TASK TO COMPLETE — Within the records, find every line that includes the word "white" and copy it.

━━━━━━━━━━

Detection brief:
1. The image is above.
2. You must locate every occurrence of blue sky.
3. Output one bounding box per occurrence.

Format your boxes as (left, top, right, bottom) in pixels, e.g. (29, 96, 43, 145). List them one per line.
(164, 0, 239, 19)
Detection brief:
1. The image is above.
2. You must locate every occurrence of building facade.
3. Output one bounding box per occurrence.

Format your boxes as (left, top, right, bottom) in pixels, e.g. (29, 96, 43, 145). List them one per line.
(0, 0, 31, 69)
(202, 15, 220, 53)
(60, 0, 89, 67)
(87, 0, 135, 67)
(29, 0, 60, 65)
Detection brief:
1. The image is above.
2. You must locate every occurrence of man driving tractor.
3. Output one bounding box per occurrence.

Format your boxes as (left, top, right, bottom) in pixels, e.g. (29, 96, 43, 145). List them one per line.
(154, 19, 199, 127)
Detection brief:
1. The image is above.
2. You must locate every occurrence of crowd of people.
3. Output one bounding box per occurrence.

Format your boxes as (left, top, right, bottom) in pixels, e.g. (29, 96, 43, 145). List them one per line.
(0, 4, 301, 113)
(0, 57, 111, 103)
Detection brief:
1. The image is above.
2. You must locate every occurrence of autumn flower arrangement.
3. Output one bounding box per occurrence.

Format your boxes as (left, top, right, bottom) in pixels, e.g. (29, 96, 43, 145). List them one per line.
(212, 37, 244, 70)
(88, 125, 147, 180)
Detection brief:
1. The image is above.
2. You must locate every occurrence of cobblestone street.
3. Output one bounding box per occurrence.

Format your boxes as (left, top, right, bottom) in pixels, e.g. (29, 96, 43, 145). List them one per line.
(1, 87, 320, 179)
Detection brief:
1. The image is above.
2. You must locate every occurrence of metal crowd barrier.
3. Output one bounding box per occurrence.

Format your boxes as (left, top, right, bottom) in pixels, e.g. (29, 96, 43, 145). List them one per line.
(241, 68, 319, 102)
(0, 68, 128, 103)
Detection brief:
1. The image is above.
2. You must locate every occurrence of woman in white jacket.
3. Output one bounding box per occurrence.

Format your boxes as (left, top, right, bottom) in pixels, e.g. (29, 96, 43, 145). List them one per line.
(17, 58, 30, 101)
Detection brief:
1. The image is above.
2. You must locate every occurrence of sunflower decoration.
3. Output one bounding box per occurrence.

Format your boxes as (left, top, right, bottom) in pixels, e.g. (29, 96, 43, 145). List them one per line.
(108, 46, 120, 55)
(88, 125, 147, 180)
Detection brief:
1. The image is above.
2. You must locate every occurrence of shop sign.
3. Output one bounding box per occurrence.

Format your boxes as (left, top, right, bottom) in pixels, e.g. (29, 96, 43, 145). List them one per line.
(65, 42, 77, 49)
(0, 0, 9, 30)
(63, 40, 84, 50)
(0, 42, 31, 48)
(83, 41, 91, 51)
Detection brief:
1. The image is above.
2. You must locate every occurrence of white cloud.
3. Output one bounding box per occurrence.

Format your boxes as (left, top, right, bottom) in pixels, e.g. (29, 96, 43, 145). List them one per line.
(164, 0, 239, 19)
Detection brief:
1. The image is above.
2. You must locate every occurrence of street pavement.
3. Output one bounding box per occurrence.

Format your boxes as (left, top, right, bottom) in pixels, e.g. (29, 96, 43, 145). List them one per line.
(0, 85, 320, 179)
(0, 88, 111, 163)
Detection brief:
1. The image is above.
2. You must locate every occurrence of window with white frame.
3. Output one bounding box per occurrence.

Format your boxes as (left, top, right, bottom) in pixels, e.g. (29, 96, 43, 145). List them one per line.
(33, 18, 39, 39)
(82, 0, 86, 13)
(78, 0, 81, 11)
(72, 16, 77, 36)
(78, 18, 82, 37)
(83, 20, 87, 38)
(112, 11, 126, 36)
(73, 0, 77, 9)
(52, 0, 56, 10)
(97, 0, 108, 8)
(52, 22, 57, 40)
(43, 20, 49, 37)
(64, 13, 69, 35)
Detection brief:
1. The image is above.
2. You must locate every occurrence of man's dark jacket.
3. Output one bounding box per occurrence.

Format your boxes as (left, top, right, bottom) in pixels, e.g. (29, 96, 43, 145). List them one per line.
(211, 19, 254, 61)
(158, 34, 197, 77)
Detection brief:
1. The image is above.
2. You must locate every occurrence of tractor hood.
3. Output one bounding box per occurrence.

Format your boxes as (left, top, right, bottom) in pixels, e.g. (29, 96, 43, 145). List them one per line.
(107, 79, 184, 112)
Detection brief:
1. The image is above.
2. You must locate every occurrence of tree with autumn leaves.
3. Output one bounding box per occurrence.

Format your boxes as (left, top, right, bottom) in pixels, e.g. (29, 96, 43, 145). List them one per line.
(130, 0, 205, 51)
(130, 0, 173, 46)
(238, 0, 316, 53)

━━━━━━━━━━

TASK ANSWER —
2. You must locate every occurrence of woman in white jacket.
2. You must locate every occurrence of white cloud.
2. You must locate every occurrence of window with white frame.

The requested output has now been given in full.